■ **Task description**: Convert the lines of the items, from the line containing "Expected: one dot placed on each instance of the belt, the" through the end of the items, both ends included, into a JSON list of strings with one string per line and blank lines omitted.

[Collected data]
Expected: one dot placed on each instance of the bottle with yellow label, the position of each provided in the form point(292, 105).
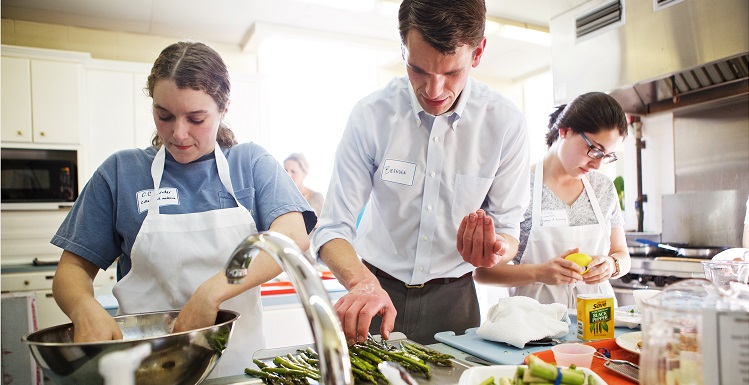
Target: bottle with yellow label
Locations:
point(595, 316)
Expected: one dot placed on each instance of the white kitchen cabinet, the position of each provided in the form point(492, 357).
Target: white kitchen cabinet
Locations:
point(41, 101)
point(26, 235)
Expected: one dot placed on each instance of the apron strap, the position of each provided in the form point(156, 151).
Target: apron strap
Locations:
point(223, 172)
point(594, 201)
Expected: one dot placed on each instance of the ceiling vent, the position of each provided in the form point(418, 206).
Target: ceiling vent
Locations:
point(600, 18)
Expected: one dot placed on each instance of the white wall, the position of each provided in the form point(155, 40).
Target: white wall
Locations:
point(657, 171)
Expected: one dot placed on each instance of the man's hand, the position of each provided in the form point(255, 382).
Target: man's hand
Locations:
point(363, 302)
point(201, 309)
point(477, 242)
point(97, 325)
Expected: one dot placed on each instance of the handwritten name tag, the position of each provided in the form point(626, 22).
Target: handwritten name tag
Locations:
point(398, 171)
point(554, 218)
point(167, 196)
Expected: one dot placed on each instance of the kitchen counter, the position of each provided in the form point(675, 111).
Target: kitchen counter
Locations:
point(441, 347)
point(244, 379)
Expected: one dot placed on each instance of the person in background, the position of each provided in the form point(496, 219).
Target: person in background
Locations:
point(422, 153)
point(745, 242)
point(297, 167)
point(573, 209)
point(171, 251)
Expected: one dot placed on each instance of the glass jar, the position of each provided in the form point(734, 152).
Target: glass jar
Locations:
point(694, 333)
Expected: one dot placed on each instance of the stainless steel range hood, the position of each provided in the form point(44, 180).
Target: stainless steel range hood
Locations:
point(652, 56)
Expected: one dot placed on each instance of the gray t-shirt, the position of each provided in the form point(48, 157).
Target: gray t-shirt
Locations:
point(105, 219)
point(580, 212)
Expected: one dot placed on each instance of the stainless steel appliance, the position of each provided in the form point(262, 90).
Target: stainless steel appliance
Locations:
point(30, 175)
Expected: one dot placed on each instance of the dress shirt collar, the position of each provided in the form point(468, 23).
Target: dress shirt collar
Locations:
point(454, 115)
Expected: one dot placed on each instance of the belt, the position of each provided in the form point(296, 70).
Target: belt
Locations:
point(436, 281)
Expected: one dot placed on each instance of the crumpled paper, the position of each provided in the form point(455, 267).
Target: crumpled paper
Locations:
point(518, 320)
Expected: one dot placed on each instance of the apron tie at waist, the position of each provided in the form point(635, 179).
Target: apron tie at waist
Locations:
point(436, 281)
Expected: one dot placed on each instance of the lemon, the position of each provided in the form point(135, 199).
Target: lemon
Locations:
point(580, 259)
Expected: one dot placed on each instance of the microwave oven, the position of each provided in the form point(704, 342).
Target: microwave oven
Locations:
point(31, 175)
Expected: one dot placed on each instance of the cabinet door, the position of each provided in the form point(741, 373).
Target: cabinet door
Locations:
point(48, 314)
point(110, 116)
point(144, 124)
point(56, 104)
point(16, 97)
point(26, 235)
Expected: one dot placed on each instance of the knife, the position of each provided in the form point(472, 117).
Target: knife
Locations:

■ **Solution to the exercise**:
[
  "Expected: one dot placed on each instance of the belt, the position of each provided in the form point(296, 70).",
  "Target: belt",
  "Locations:",
  "point(436, 281)",
  "Expected: one dot placed on each instance of the crumpled paper, the position of each provided in the form point(455, 267).",
  "Target: crumpled paper",
  "Locations:",
  "point(518, 320)",
  "Expected: one dot placed on each instance of the apron tie at waist, the position of each provided in the form point(635, 179).",
  "Target: apron tie at waist",
  "Locations:",
  "point(436, 281)",
  "Expected: one dot placed on each instance of the lemon, the position of each provided in the form point(135, 199).",
  "Target: lemon",
  "Locations:",
  "point(580, 259)",
  "Expected: one dot placed on each instance of the microwave oven, the position of each provided in the form point(704, 342).",
  "Target: microwave oven",
  "Locations:",
  "point(31, 175)",
  "Expected: one dot placed on each instance of the cabinet door, the position of each provided in the form point(741, 373).",
  "Target: cabinet door",
  "Locations:",
  "point(48, 314)",
  "point(110, 116)",
  "point(144, 124)",
  "point(56, 104)",
  "point(16, 97)",
  "point(26, 235)",
  "Expected: one dot placed on each instance of the knife, the position of each provided in the form point(472, 117).",
  "Target: knife",
  "Locations:"
]